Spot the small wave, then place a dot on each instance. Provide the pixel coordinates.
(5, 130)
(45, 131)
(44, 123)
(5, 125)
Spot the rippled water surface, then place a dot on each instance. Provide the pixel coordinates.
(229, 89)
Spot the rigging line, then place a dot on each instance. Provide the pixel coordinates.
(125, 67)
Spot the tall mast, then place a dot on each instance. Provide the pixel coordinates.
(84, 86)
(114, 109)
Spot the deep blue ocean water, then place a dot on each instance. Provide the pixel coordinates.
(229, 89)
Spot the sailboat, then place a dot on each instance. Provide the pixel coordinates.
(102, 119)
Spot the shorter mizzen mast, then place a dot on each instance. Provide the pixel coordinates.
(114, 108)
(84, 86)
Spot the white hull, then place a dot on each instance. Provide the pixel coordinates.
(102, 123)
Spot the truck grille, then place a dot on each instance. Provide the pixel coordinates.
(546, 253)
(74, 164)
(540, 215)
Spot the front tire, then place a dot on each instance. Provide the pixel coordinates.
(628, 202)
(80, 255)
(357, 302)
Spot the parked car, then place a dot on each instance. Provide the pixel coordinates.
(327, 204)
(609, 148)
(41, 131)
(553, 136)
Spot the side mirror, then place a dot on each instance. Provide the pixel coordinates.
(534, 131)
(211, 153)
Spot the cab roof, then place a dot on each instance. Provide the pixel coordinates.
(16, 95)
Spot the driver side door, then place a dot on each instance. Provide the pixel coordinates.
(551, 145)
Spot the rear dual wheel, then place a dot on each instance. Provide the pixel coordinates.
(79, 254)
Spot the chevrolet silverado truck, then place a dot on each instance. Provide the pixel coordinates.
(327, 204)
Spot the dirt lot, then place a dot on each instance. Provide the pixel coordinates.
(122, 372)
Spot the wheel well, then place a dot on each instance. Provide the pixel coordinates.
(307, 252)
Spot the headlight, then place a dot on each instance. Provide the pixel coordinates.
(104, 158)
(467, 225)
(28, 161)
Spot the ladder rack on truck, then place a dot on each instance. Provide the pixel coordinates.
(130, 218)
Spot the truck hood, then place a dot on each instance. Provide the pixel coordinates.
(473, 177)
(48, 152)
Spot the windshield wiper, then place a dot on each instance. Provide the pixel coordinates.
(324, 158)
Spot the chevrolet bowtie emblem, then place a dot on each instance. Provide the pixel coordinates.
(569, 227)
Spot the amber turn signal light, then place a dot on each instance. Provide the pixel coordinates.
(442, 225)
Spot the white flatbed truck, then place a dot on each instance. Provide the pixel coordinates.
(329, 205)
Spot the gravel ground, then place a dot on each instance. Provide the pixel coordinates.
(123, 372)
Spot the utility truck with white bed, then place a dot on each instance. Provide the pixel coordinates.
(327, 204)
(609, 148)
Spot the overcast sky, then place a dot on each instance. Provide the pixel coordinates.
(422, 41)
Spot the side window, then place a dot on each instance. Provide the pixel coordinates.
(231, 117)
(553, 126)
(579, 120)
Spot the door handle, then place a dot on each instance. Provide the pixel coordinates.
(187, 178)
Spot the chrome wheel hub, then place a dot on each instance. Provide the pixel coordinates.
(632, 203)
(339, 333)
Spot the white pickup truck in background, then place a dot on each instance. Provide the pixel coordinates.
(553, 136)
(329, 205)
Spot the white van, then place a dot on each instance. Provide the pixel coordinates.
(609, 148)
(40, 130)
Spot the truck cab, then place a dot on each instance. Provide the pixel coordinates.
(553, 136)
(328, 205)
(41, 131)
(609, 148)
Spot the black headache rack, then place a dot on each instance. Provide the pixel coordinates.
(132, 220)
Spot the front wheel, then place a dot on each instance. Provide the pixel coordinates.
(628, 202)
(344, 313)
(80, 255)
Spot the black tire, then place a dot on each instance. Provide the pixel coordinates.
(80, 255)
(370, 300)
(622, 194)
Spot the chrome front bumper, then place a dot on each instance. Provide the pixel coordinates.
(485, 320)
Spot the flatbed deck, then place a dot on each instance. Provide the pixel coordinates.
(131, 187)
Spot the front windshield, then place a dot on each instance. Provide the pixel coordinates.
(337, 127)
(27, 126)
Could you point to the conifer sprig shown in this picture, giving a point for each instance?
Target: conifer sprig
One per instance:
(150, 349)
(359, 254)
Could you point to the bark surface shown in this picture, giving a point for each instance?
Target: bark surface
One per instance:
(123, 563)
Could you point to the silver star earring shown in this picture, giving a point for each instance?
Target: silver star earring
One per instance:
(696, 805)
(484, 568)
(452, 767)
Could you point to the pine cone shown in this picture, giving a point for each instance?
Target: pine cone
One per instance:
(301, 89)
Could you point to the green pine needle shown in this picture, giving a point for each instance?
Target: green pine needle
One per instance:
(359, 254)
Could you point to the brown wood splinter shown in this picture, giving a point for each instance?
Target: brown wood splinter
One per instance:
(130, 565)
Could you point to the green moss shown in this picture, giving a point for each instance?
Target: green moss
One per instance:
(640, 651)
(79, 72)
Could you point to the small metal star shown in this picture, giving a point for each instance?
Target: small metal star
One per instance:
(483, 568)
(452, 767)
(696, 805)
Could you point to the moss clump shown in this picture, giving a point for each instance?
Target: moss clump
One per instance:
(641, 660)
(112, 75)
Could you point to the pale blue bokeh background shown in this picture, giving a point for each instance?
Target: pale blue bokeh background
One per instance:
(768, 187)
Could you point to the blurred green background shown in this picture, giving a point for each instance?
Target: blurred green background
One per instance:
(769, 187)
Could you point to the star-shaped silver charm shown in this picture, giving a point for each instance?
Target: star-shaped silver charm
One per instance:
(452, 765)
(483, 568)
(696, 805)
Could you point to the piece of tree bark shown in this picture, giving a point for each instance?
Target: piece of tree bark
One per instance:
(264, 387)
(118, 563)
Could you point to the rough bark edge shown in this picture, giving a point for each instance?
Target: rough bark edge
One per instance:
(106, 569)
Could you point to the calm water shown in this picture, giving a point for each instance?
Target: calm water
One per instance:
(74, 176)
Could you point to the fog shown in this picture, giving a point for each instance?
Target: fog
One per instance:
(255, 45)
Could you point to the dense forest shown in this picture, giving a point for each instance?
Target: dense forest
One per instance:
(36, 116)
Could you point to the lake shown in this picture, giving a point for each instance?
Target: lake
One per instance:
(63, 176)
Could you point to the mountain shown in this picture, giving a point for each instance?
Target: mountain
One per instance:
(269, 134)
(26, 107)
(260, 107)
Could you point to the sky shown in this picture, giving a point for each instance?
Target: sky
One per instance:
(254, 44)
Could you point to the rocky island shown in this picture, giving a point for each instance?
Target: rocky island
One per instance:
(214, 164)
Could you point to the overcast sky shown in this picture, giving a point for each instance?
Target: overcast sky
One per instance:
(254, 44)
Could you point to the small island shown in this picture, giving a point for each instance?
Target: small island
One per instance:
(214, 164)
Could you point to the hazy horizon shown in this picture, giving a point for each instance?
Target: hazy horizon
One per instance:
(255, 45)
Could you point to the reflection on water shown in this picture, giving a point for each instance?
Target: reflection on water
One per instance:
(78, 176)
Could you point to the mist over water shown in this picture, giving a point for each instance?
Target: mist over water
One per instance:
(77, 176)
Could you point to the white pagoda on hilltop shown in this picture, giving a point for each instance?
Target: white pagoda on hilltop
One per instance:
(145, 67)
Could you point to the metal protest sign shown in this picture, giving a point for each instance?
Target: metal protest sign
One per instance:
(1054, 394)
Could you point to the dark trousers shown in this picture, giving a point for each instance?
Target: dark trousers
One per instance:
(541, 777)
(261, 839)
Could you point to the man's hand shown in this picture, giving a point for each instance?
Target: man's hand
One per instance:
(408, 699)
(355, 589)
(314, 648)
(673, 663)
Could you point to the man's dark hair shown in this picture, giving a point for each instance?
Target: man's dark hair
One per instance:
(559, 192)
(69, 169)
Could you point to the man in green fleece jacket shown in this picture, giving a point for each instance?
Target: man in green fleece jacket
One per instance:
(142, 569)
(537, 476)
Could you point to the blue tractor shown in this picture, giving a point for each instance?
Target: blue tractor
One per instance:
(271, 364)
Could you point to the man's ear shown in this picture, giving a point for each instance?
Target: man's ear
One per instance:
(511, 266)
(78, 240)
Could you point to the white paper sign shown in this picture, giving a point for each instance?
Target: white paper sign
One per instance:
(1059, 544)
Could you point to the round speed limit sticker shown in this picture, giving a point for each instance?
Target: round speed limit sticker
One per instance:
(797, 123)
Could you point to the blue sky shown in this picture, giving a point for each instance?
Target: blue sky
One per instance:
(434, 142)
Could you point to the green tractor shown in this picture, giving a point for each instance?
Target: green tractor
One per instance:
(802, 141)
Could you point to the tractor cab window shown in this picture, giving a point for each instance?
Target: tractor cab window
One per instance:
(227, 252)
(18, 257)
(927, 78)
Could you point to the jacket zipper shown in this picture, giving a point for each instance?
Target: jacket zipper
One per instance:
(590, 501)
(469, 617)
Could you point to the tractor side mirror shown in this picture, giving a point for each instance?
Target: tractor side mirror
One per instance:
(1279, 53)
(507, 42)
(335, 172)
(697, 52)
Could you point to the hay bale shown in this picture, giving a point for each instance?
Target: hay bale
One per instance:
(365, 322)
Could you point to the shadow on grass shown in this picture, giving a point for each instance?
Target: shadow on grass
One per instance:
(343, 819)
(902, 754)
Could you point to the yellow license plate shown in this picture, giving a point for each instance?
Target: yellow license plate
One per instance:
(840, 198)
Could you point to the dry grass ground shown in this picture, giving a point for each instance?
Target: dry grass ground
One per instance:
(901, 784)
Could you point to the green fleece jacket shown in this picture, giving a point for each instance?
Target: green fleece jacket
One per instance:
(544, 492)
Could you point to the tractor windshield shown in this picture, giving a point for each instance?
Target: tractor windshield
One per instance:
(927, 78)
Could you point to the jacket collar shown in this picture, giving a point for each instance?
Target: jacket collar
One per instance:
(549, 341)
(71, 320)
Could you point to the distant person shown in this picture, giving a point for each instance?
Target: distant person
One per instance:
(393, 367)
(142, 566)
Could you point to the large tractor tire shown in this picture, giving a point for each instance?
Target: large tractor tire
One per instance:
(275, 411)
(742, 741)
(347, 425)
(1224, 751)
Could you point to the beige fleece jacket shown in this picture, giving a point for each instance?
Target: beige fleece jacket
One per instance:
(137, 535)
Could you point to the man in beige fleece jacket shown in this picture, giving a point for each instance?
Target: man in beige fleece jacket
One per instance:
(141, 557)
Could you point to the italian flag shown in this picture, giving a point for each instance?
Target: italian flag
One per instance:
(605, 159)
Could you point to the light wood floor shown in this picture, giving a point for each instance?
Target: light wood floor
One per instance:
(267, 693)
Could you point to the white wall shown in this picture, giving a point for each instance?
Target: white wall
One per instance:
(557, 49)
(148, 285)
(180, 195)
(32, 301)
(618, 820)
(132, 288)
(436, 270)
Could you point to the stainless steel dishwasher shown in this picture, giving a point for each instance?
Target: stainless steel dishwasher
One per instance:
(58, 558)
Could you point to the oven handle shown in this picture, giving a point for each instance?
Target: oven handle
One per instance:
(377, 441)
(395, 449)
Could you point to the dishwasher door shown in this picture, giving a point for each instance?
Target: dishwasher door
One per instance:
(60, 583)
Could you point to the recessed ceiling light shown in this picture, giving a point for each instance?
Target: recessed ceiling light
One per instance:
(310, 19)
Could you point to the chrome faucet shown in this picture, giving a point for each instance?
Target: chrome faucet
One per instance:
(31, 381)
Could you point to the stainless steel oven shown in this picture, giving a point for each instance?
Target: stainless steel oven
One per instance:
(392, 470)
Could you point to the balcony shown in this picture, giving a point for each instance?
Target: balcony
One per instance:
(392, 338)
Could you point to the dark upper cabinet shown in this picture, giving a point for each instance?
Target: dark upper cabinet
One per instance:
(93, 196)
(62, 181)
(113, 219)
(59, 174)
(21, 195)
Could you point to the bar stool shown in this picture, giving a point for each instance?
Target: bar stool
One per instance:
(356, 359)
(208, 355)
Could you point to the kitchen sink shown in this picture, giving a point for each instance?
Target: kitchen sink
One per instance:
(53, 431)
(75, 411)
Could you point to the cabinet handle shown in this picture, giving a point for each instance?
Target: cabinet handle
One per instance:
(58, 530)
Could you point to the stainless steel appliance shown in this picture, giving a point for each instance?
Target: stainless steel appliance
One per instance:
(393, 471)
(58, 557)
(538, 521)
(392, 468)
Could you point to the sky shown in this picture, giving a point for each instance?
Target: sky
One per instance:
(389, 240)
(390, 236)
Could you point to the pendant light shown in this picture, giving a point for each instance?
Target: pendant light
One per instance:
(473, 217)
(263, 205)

### TASK STATEMENT
Checking each line above, count the ones that hold the word "sticker" and state the total alone.

### RESPONSE BOX
2